- **Exercise aim**:
Within the records, how many lines hold the word "list"? State that number alone.

- **Data extracts**:
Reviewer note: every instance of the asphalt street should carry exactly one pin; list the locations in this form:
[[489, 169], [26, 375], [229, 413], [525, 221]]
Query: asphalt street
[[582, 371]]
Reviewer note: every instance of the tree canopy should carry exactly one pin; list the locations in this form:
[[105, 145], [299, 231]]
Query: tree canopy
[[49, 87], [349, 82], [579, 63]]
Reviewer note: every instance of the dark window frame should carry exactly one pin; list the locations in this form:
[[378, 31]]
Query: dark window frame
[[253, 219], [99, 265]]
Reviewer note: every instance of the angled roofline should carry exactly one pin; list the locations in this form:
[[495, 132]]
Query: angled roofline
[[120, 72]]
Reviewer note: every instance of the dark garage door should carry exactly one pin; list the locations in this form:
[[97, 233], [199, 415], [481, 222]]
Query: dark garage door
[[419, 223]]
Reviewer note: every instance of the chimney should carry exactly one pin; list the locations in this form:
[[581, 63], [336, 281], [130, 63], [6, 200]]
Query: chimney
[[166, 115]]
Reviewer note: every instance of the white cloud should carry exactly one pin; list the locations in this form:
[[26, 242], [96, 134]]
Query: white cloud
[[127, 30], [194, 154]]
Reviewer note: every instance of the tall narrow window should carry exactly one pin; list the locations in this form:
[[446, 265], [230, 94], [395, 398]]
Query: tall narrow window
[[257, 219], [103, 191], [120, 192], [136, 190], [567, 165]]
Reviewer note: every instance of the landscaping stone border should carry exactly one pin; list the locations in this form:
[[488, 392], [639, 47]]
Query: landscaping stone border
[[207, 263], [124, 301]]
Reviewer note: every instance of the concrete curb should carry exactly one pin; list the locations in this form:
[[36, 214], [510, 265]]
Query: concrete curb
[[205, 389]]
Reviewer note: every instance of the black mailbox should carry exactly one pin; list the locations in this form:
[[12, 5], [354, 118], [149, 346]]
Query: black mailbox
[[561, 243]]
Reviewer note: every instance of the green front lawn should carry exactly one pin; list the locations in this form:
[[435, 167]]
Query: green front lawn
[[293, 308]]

- **The answer**:
12